* WHAT THIS TASK INVOLVES:
Render the lines of the items below as a Markdown table with the columns Row and Line, from the line containing "Mark the reflective" up to and including the line containing "point(334, 602)". Skip blank lines and leave the pictures out.

[Stored items]
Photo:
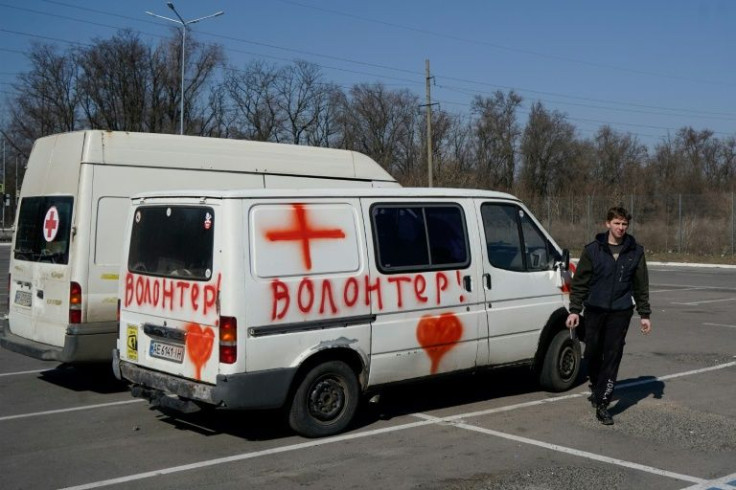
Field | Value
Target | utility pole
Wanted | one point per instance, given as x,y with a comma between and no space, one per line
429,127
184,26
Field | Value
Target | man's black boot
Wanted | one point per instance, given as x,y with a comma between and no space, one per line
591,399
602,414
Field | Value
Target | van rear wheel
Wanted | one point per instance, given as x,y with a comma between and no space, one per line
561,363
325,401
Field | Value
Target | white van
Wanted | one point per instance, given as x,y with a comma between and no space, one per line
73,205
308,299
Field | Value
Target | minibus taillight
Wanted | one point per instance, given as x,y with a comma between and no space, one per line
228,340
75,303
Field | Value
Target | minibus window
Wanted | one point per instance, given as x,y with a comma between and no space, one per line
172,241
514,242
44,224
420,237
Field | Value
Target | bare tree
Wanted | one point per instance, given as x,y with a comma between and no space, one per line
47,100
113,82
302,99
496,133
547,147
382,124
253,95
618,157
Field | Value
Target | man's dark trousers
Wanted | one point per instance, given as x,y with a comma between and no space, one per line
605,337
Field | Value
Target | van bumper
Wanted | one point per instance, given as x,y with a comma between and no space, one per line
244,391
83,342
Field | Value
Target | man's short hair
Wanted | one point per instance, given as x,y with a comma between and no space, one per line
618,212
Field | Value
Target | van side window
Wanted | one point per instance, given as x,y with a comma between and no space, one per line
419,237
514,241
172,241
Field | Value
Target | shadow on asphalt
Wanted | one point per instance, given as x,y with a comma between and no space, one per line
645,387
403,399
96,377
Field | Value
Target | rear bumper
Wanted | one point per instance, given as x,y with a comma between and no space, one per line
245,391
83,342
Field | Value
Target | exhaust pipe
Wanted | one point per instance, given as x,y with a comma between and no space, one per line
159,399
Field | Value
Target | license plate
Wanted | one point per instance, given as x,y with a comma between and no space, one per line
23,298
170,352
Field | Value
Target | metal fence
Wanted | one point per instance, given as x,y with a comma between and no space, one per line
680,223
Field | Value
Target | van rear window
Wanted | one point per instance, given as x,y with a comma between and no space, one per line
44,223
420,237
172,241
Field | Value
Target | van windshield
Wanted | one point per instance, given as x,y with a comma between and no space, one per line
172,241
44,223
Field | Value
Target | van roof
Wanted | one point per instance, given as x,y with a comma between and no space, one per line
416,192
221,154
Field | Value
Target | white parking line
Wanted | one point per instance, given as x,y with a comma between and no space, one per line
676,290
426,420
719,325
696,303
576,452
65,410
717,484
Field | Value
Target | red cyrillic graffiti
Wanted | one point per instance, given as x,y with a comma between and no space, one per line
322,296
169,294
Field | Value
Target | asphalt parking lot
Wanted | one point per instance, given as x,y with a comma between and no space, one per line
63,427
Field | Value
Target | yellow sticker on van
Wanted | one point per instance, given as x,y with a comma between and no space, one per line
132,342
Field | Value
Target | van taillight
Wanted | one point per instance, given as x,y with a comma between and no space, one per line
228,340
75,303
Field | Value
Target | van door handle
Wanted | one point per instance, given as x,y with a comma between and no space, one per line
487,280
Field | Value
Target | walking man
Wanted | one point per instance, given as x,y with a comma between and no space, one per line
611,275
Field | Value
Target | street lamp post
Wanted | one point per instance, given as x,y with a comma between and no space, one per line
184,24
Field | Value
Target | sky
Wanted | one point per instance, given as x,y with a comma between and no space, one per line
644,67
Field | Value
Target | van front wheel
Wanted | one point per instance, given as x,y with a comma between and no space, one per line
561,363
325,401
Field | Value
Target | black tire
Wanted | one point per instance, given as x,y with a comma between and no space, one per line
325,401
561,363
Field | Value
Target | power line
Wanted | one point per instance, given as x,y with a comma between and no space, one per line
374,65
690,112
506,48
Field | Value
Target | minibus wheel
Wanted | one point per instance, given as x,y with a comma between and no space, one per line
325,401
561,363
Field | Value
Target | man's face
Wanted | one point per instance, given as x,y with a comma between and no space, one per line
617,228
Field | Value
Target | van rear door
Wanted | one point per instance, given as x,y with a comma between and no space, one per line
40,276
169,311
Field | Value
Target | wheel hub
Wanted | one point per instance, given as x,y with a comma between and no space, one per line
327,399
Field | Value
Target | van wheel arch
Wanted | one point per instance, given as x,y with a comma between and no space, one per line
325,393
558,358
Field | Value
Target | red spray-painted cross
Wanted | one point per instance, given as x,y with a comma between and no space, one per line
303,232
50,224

--

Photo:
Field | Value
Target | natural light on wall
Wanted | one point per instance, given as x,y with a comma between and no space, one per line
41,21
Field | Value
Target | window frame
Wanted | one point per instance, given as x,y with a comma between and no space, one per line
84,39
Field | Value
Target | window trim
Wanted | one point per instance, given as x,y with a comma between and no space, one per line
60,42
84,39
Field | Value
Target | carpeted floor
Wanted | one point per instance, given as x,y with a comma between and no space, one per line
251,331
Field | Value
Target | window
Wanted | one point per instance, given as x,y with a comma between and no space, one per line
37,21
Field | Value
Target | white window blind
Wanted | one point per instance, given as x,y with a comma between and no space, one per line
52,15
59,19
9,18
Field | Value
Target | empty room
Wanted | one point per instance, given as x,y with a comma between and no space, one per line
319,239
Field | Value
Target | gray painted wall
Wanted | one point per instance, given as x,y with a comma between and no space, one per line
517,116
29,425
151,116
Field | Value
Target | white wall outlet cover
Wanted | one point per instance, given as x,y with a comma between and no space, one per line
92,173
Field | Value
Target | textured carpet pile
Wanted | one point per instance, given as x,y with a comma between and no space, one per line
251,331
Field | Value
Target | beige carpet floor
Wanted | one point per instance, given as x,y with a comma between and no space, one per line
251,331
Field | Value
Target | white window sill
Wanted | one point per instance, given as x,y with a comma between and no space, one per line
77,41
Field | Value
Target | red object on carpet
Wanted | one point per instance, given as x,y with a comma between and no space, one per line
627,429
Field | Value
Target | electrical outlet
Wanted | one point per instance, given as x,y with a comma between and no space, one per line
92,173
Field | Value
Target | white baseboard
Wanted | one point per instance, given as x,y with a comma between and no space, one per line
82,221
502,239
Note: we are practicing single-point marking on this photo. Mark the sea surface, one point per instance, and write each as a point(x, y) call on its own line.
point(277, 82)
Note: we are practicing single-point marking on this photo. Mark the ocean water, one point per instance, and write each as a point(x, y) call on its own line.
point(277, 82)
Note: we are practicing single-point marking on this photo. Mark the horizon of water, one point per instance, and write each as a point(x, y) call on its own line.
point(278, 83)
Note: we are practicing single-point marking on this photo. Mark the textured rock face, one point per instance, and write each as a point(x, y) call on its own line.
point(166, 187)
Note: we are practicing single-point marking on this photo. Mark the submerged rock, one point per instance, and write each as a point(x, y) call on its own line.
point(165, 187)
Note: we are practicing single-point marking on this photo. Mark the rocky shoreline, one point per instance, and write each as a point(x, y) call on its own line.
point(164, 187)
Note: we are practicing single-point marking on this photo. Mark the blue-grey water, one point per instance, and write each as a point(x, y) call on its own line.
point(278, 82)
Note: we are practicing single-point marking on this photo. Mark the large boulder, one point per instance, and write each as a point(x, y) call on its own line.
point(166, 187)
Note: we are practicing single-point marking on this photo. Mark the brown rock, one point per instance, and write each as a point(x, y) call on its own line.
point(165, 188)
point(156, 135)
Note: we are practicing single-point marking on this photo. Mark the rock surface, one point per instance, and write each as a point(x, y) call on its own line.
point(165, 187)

* * *

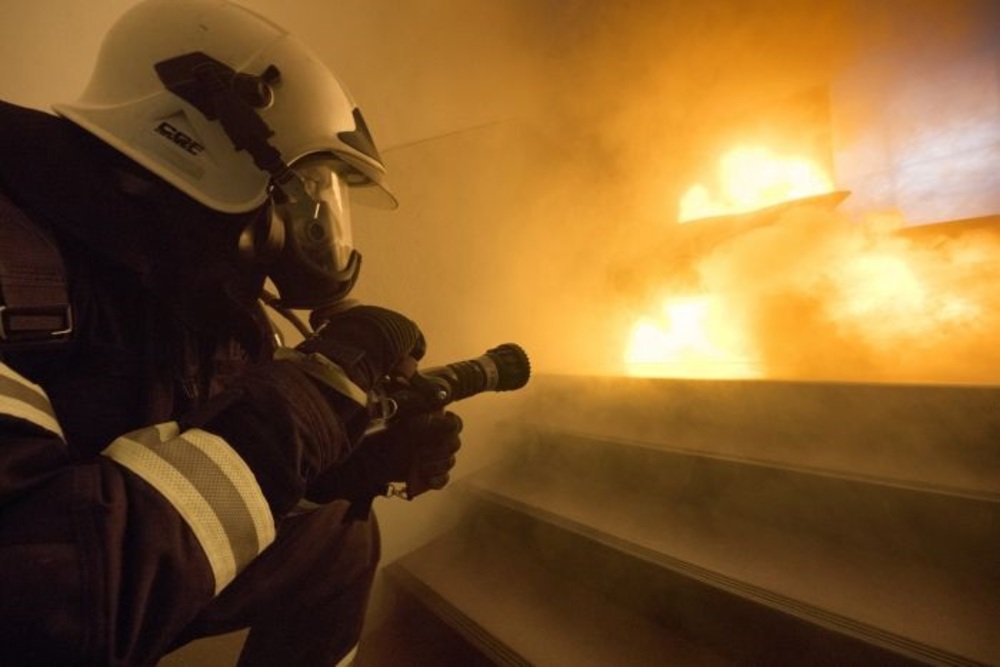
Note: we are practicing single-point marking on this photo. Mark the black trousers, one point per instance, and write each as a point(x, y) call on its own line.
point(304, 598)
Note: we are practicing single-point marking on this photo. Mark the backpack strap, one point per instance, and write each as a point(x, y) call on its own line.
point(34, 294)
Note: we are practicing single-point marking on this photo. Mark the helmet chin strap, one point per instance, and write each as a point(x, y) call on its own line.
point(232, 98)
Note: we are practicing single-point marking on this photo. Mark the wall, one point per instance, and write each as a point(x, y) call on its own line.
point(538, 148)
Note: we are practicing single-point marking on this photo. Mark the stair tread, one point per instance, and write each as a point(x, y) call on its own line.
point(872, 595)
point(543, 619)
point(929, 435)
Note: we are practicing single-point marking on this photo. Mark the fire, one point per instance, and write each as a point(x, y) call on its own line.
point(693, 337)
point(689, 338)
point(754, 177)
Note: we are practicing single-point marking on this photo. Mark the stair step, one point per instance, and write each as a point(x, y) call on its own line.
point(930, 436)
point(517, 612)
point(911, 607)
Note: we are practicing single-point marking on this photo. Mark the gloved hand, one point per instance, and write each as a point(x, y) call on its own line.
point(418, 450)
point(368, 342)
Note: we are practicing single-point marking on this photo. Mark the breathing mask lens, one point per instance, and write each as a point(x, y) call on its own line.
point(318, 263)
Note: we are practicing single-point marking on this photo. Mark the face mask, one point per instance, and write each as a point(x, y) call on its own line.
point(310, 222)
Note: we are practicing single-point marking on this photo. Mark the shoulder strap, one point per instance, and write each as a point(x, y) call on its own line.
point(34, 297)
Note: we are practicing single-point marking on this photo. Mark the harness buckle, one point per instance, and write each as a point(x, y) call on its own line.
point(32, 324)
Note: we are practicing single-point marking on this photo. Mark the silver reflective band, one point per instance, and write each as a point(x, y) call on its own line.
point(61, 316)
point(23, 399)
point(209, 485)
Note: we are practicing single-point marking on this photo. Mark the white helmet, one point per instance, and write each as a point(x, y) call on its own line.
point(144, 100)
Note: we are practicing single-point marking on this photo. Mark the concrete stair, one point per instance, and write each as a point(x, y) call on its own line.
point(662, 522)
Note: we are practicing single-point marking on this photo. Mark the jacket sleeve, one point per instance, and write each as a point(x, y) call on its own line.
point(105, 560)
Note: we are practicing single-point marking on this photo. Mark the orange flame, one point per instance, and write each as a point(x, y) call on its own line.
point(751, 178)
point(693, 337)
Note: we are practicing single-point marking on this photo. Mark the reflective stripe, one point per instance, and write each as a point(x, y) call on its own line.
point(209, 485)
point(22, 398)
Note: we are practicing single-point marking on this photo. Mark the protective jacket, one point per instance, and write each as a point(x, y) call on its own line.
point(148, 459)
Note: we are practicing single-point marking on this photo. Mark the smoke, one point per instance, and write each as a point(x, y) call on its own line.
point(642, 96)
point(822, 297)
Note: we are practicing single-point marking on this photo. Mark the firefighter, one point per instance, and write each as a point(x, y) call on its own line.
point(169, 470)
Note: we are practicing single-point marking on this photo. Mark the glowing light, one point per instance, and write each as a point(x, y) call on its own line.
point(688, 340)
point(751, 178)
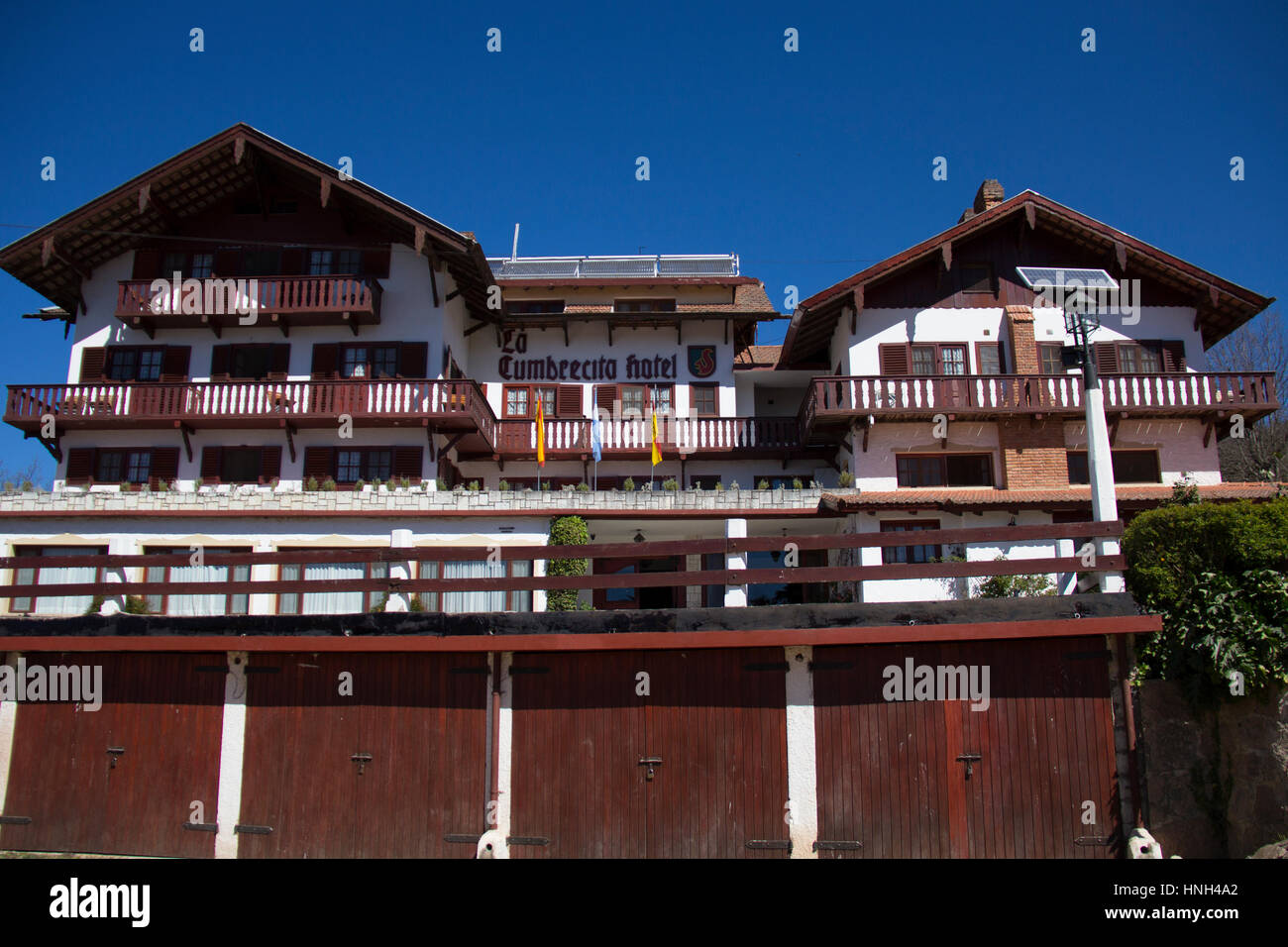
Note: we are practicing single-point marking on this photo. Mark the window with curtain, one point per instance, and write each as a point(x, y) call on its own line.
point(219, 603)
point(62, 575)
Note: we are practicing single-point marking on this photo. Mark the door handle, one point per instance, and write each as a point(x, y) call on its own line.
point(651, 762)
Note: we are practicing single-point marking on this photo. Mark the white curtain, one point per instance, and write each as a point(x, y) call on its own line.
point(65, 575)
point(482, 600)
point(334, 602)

* EXERCISE RESPONSE:
| Row | Line |
|---|---|
| 1 | Note: we are practicing single-point marking on this photo. Mark the reflective stripe, one point per instance, and write each as a point(x, y) call on its own line. |
| 2 | point(209, 485) |
| 3 | point(22, 398) |
| 4 | Note: we are practicing single-point marking on this photo. Mark the protective jacket, one point per instance, and write each as a point(x, y) call on its own line. |
| 5 | point(148, 459) |
| 6 | Note: we are practicing single-point marking on this photo. Mark the smoke, one point per instance, and write each as a point(x, y) call on its own line. |
| 7 | point(642, 96) |
| 8 | point(822, 297) |
| 9 | Note: we are practicing single-point marking on this photo. Mark the firefighter, one point per instance, and write each as a point(x, y) call on its own line. |
| 10 | point(169, 470) |
| 11 | Note: we are practicing single-point marking on this photo. Mark the glowing light, one point per instance, and write each as a point(x, y) call on its own line. |
| 12 | point(688, 340) |
| 13 | point(751, 178) |
| 14 | Note: we are practicing single-point marking on this photo. Mark the window with curtain, one point per instance, and write each as a point(x, y) call on its own line. |
| 15 | point(219, 603) |
| 16 | point(62, 575) |
| 17 | Note: we are practicing single-point marking on this photo. Mark the door handle, one point per instance, and write each as a point(x, y) call on its own line. |
| 18 | point(651, 762) |
| 19 | Note: we are practicing single-point marking on this photo. Mark the white curtain, one point per instance, and write each as a point(x, y) call on its own line. |
| 20 | point(65, 575) |
| 21 | point(482, 600) |
| 22 | point(334, 602) |